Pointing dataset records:

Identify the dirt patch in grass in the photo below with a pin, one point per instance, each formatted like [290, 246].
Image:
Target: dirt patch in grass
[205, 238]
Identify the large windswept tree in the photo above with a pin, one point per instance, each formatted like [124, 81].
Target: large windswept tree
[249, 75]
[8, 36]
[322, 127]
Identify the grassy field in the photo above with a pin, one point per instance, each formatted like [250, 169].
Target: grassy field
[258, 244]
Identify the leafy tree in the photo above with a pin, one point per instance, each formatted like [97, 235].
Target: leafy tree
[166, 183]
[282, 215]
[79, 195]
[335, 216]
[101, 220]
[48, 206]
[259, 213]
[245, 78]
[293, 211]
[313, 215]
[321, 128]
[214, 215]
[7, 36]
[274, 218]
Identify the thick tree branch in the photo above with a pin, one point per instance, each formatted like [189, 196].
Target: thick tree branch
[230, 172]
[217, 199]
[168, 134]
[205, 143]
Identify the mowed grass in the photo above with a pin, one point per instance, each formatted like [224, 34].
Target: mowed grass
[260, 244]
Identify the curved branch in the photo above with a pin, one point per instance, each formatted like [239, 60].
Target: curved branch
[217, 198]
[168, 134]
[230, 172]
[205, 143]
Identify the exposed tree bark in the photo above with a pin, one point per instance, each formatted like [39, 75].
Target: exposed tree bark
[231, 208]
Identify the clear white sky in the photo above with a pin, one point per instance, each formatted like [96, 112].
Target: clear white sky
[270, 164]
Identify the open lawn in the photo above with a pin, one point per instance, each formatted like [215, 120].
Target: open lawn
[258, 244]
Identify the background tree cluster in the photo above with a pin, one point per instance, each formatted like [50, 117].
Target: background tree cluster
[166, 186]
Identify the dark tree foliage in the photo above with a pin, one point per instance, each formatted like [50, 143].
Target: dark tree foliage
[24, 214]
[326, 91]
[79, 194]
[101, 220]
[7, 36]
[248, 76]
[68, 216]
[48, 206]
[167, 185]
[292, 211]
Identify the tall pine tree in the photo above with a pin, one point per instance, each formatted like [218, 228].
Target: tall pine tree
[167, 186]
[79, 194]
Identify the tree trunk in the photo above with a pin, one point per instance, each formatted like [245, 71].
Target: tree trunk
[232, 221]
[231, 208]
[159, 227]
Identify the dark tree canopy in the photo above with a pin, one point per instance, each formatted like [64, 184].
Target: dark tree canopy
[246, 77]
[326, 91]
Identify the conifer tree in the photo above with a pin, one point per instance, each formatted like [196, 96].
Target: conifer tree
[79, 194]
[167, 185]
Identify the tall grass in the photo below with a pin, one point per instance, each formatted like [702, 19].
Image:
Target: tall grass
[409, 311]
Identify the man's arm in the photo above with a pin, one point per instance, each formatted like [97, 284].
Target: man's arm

» **The request**
Give exactly the lines from the one with "Identify the tree" to the end of the entries, nothing before them.

» **Exercise result**
Identify the tree trunk in the photo above with a pin, one point per instance, each formatted like [245, 71].
Target: tree trunk
[232, 221]
[231, 208]
[159, 227]
Identify the dark tree canopy in the photo above with a pin, one point per instance, each formatted like [64, 184].
Target: dark tree canopy
[246, 77]
[326, 91]
Identify the conifer tree in the photo above with a pin, one point per instance, each formatted like [196, 96].
Target: conifer tree
[79, 194]
[167, 185]
Identify the tall grass in the photo below with a pin, one point per instance, each formatted like [702, 19].
Image:
Target: tall grass
[409, 311]
Identify the man's arm in the photo above with a pin, one point per instance, each formatted like [97, 284].
Target: man's arm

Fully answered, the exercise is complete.